EXERCISE REQUIREMENTS: Without the images, set down each entry exactly.

[Stored data entries]
○ ○ ○
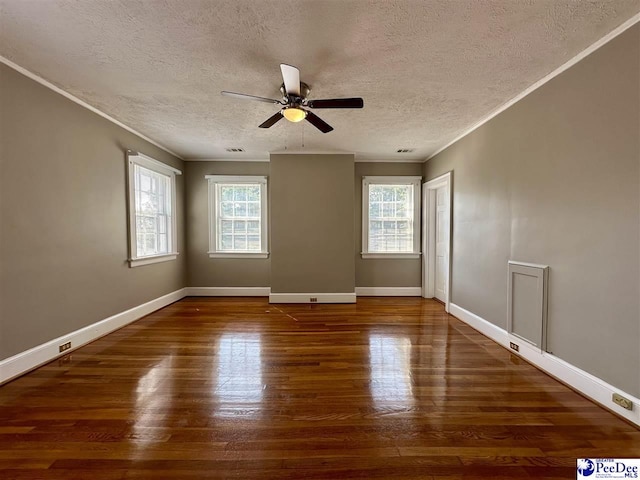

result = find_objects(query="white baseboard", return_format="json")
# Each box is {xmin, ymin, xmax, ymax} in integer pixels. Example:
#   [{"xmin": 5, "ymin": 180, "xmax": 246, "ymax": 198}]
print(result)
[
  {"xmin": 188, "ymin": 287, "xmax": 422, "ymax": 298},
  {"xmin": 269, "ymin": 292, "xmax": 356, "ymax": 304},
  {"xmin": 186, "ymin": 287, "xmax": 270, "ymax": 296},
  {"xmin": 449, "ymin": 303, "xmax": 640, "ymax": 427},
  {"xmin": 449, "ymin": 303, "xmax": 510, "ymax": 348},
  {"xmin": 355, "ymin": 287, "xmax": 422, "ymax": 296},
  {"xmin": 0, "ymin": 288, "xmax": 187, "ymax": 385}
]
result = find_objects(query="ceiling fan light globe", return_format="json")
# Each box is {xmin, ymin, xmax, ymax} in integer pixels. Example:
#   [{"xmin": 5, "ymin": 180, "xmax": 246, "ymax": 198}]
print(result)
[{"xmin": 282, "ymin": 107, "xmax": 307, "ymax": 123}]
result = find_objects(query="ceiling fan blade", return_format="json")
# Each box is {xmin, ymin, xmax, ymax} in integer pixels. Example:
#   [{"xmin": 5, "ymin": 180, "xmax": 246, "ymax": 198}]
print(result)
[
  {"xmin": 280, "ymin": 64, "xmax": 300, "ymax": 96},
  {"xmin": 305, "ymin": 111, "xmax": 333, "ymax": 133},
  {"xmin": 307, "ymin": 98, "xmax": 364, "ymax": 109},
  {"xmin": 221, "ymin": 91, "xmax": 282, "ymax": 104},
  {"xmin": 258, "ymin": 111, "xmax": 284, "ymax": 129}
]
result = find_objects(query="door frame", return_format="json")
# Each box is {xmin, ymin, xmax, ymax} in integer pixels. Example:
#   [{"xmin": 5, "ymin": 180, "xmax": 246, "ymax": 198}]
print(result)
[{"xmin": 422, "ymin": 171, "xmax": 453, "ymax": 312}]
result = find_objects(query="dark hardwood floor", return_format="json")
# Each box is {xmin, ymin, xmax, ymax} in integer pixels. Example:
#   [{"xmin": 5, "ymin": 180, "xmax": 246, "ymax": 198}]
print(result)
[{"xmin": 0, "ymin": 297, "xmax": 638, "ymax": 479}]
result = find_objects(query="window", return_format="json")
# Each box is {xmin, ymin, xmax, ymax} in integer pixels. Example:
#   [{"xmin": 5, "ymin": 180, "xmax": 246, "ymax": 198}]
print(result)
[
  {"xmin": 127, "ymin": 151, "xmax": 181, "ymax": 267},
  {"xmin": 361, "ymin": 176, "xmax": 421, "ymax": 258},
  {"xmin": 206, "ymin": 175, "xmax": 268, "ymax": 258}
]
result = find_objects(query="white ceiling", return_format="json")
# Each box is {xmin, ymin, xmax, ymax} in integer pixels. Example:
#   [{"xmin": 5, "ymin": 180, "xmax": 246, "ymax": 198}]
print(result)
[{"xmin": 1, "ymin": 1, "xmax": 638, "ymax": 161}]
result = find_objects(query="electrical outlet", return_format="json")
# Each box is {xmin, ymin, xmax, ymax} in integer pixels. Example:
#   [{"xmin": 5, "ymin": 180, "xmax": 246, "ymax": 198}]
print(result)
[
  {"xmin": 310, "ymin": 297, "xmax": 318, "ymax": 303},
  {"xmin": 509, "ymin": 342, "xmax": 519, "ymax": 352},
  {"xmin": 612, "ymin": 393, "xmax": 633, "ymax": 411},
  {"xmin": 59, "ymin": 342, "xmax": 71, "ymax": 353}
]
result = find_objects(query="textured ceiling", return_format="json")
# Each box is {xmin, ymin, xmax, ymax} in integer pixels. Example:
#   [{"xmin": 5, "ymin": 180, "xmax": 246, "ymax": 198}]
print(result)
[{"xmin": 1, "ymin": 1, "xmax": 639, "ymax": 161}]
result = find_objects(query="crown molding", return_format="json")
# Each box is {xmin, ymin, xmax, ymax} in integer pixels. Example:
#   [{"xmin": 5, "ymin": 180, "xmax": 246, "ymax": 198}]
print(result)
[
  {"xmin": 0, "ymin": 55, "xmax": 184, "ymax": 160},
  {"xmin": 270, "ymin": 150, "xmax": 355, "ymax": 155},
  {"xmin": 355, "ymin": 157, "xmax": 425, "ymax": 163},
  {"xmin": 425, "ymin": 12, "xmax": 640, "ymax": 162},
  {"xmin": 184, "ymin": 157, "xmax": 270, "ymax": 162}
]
○ ○ ○
WRITTEN RESPONSE:
result = find_objects(query="white baseboard", return_format="json")
# Each box is {xmin, ymin, xmax, ymax} in integer pixels. Example:
#   [{"xmin": 5, "ymin": 180, "xmax": 246, "ymax": 198}]
print(result)
[
  {"xmin": 188, "ymin": 287, "xmax": 422, "ymax": 298},
  {"xmin": 269, "ymin": 292, "xmax": 356, "ymax": 304},
  {"xmin": 186, "ymin": 287, "xmax": 270, "ymax": 296},
  {"xmin": 449, "ymin": 303, "xmax": 640, "ymax": 427},
  {"xmin": 449, "ymin": 303, "xmax": 510, "ymax": 348},
  {"xmin": 355, "ymin": 287, "xmax": 422, "ymax": 296},
  {"xmin": 0, "ymin": 288, "xmax": 187, "ymax": 385}
]
result = find_objects(query="ceiling fan light globe", return_format="json")
# Each box is {xmin, ymin, xmax, ymax} in integer pixels. Example:
#   [{"xmin": 5, "ymin": 180, "xmax": 246, "ymax": 198}]
print(result)
[{"xmin": 282, "ymin": 107, "xmax": 307, "ymax": 123}]
result = find_objects(query="ceiling fan blade", return_format="json")
# Each box is {xmin, ymin, xmax, ymax} in integer pixels. Example:
#   [{"xmin": 5, "ymin": 180, "xmax": 246, "ymax": 198}]
print(result)
[
  {"xmin": 280, "ymin": 64, "xmax": 300, "ymax": 96},
  {"xmin": 305, "ymin": 111, "xmax": 333, "ymax": 133},
  {"xmin": 307, "ymin": 98, "xmax": 364, "ymax": 109},
  {"xmin": 221, "ymin": 91, "xmax": 282, "ymax": 104},
  {"xmin": 258, "ymin": 111, "xmax": 284, "ymax": 129}
]
result = find_objects(query="door frame", return_format="json")
# Each box is {xmin, ymin, xmax, ymax} in integer pixels. Example:
#   [{"xmin": 5, "ymin": 180, "xmax": 246, "ymax": 198}]
print(result)
[{"xmin": 422, "ymin": 171, "xmax": 453, "ymax": 312}]
result = find_objects(query="dark hardwood floor", return_format="json")
# Each box is {xmin, ymin, xmax, ymax} in integer pixels. Example:
#   [{"xmin": 5, "ymin": 180, "xmax": 246, "ymax": 198}]
print(result)
[{"xmin": 0, "ymin": 297, "xmax": 638, "ymax": 479}]
result = find_objects(query="window", return_format="json")
# Each box is {xmin, ymin, xmax, ymax} in integer pixels. Example:
#   [{"xmin": 5, "ymin": 180, "xmax": 246, "ymax": 198}]
print(result)
[
  {"xmin": 127, "ymin": 151, "xmax": 181, "ymax": 267},
  {"xmin": 361, "ymin": 176, "xmax": 421, "ymax": 258},
  {"xmin": 206, "ymin": 175, "xmax": 268, "ymax": 258}
]
result = find_objects(query="white ceiling", return_format="json")
# Each box is {xmin, ymin, xmax, ymax} in integer pixels. Example:
#   [{"xmin": 5, "ymin": 180, "xmax": 246, "ymax": 198}]
print(result)
[{"xmin": 1, "ymin": 1, "xmax": 638, "ymax": 161}]
result = find_objects(query="electrical outlet", return_format="json")
# Each box is {xmin, ymin, xmax, ymax} in integer pixels. Example:
#   [{"xmin": 5, "ymin": 180, "xmax": 246, "ymax": 198}]
print(result)
[
  {"xmin": 310, "ymin": 297, "xmax": 318, "ymax": 303},
  {"xmin": 509, "ymin": 342, "xmax": 519, "ymax": 352},
  {"xmin": 612, "ymin": 393, "xmax": 633, "ymax": 411},
  {"xmin": 59, "ymin": 342, "xmax": 71, "ymax": 353}
]
result = find_objects(query="textured ceiling", return_format="json")
# Each box is {xmin, ymin, xmax, ymax} in integer pixels. Example:
#   [{"xmin": 5, "ymin": 180, "xmax": 246, "ymax": 198}]
print(result)
[{"xmin": 1, "ymin": 1, "xmax": 639, "ymax": 161}]
result = find_objects(query="crown molding", return_format="json")
# Each box is {xmin, ymin, xmax, ymax} in integer pixels. Example:
#   [{"xmin": 5, "ymin": 180, "xmax": 246, "ymax": 198}]
print(result)
[
  {"xmin": 0, "ymin": 55, "xmax": 184, "ymax": 160},
  {"xmin": 270, "ymin": 150, "xmax": 355, "ymax": 155},
  {"xmin": 355, "ymin": 157, "xmax": 425, "ymax": 163},
  {"xmin": 425, "ymin": 12, "xmax": 640, "ymax": 162},
  {"xmin": 184, "ymin": 157, "xmax": 270, "ymax": 162}
]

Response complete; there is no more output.